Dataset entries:

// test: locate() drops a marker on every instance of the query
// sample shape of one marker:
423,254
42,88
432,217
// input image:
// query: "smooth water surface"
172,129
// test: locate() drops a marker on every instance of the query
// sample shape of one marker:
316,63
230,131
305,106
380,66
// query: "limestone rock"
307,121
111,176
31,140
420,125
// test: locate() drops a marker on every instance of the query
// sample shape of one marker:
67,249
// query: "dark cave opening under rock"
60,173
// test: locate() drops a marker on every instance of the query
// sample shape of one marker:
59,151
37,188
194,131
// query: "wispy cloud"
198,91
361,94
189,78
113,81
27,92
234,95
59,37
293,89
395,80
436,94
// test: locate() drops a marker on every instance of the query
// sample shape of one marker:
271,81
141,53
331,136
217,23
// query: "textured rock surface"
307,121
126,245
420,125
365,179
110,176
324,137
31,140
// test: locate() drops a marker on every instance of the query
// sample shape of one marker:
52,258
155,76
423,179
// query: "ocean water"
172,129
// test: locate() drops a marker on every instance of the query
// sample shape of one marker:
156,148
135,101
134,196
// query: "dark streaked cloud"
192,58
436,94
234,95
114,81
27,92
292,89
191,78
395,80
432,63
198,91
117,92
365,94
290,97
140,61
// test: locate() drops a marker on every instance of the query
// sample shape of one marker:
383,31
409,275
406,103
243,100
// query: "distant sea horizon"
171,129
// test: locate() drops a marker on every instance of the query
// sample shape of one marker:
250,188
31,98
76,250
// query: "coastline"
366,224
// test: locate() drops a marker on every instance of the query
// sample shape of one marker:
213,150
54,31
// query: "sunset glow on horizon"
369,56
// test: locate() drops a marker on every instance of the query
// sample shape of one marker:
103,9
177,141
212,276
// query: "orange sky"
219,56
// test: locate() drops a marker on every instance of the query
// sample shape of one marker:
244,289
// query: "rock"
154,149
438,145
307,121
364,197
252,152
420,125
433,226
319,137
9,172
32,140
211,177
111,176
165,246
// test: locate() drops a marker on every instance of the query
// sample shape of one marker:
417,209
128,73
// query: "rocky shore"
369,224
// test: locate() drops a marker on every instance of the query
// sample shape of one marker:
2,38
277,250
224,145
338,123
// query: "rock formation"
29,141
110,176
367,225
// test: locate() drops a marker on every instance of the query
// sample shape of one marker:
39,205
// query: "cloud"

The problem:
Output all of the data again. Match it exactly.

Correct output:
// test: locate() drops a marker on every instance of the query
// sample shape of one marker:
423,254
42,88
432,217
// input image:
// query: "smooth water surface"
172,129
// test: locate() drops a marker on every instance of the query
// sample shape of one marker:
316,63
230,131
305,106
380,66
// query: "limestone rock"
307,121
111,176
31,140
420,125
// test: locate() drops a marker on every instance of the query
// sample shape of one marker:
67,249
// query: "dark cave opening under rock"
60,173
// test: locate() drops a marker on every instance of the query
// sample shape of one marker:
59,151
37,188
194,131
// query: "wispy cloud"
198,91
361,94
189,78
113,81
27,92
234,95
59,37
293,89
395,80
436,94
// test: locate() drops a marker on every instance of the query
// sample shape of one marker:
271,81
141,53
331,136
217,23
// query: "textured rock surface"
307,121
126,245
420,125
365,179
110,176
324,137
31,140
// test: locate() drops a marker on every instance of the query
// sample shape of one marker:
52,258
155,76
423,179
// query: "ocean water"
172,129
// test: locate() drops a marker on every instance of the query
// sample shape of one marker:
156,148
135,101
134,196
// query: "dark streaked cloud"
192,58
436,94
234,95
114,81
27,92
292,89
191,78
395,80
432,63
198,91
117,92
365,94
290,97
140,61
// test: locate() drops a marker on every instance of the query
// sample shape of one marker:
383,31
409,275
406,103
243,100
// query: "distant sea horizon"
171,129
// test: locate() drops a marker on every instance of the query
// sample shape of one marker:
250,188
31,98
76,250
// query: "coastline"
366,224
// test: locate() drops a marker on every instance of the query
// sample shape of one marker:
213,150
54,31
// query: "sunset glow on horizon"
369,56
// test: locate() drops a marker on every instance of the query
// sample shape of one marker:
103,9
177,141
212,276
// query: "orange sky"
219,56
// test: locate() drops a marker on every instance of the query
// sample shape of one marker:
244,289
// query: "rock"
154,149
438,145
307,121
364,197
252,152
420,125
433,226
319,137
9,172
32,140
211,177
111,176
165,246
// test: locate() drops a marker on every instance of the query
// sample shape of one marker:
417,209
128,73
// query: "rocky shore"
369,224
// test: locate() drops a marker on every instance of the query
// sample shape of one marker:
2,38
277,250
224,145
338,123
// query: "rock formation"
29,141
110,176
367,225
// test: locate() drops a marker on every instance of the query
// sample shape of one marker:
39,205
// query: "cloud"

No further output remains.